→ To be done
Rewrite the items below, starting at the first one and ending at the line that contains "column 543, row 830", with "site survey" switched to "field survey" and everything else left unchanged. Omit the pictures.
========================
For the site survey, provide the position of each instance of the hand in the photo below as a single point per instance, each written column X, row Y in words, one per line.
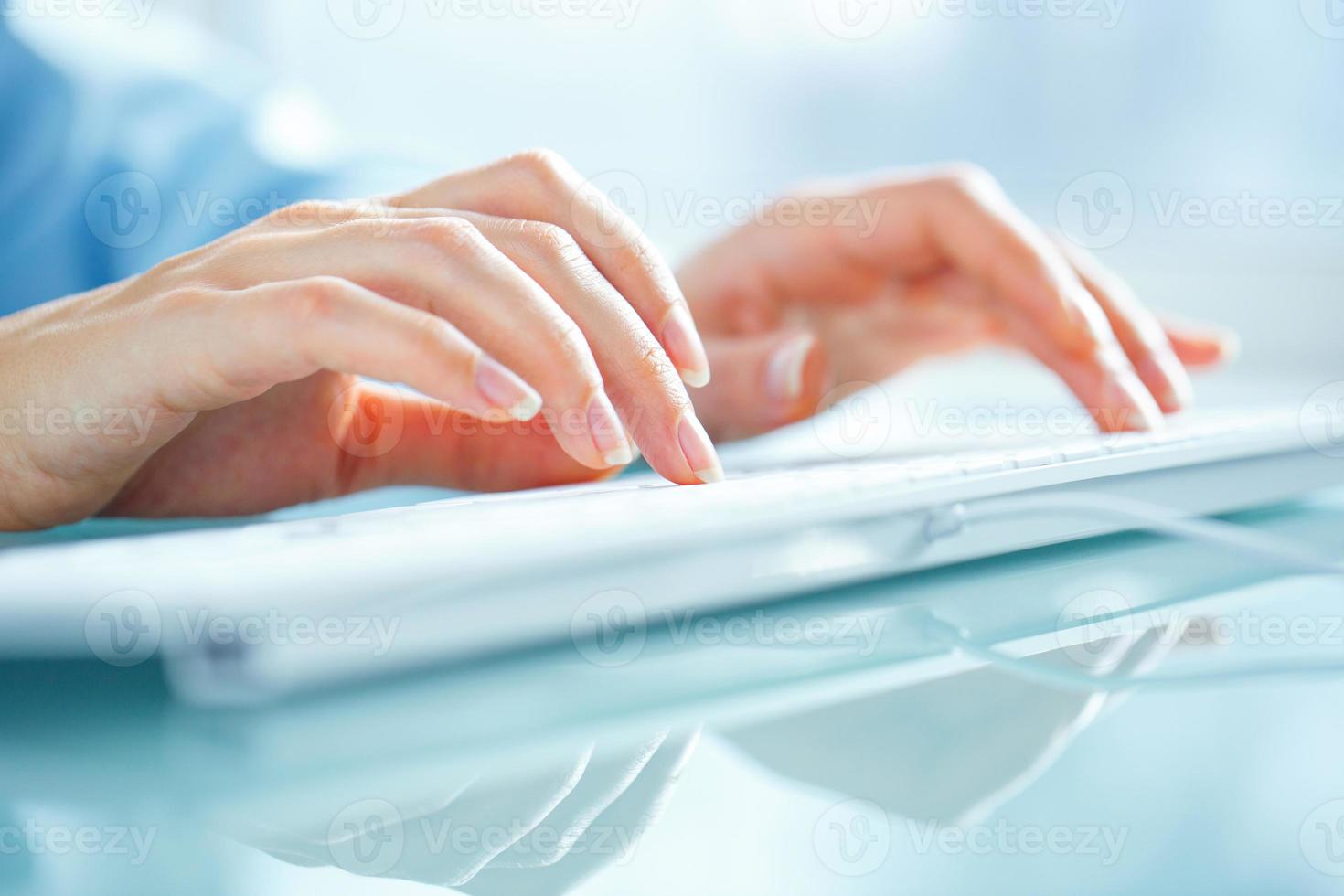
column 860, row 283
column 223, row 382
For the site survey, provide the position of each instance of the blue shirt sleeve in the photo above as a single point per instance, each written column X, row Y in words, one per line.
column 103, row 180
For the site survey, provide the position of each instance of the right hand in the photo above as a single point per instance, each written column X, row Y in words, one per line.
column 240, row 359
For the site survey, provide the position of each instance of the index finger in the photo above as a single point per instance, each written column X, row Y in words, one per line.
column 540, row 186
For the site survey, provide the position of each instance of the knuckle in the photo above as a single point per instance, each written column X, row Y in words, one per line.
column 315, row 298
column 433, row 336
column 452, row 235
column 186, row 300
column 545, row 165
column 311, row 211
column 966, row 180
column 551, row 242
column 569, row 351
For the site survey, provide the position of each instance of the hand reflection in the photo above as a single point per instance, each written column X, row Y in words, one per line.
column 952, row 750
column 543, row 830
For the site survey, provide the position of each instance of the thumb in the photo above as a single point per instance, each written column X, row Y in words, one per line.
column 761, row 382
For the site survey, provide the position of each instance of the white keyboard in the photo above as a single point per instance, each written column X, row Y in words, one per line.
========================
→ Expected output
For the field survey, provide the position of each instance of the hand in the photo below as a single point per instance, each written column X, row Y in words, one per line.
column 860, row 283
column 223, row 382
For the field survey, provide the position of each instance of the blue shirt sleeve in the photo above as a single point per instance, each written column X, row Y in words, one per line.
column 103, row 180
For the field survey, provide the position of each instance of the right hand in the photo above as a single point per instance, each written column X, row Y in words, one per line.
column 240, row 359
For the field survey, provide the position of each instance of the index finger in the photo above as a single point per instance, each written column X, row Y in words, one per line.
column 540, row 186
For the field survey, provide the position of each instance of the knuckle in the photo above as a single point per instance, each written column X, row Y in words, one per line.
column 315, row 298
column 433, row 336
column 452, row 235
column 186, row 300
column 545, row 165
column 311, row 211
column 966, row 180
column 551, row 242
column 569, row 351
For the field survey, provide the position of each instance of the hand reflection in the photo above as a single point per instance, each written column X, row Y in words, one per line.
column 952, row 750
column 543, row 830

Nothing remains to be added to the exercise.